What you are asked to do: All of the data, from the first line to the last, should be reproduced without alteration.

Stored entries:

== Segment start ==

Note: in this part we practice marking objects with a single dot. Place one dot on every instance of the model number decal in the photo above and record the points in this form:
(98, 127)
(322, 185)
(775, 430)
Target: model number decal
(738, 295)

== Segment end ==

The completed task:
Note: in this part we practice marking objects with a single dot. Place one dot on every instance of the model number decal in the photo above and record the points in this form:
(98, 127)
(322, 185)
(775, 430)
Target: model number decal
(738, 295)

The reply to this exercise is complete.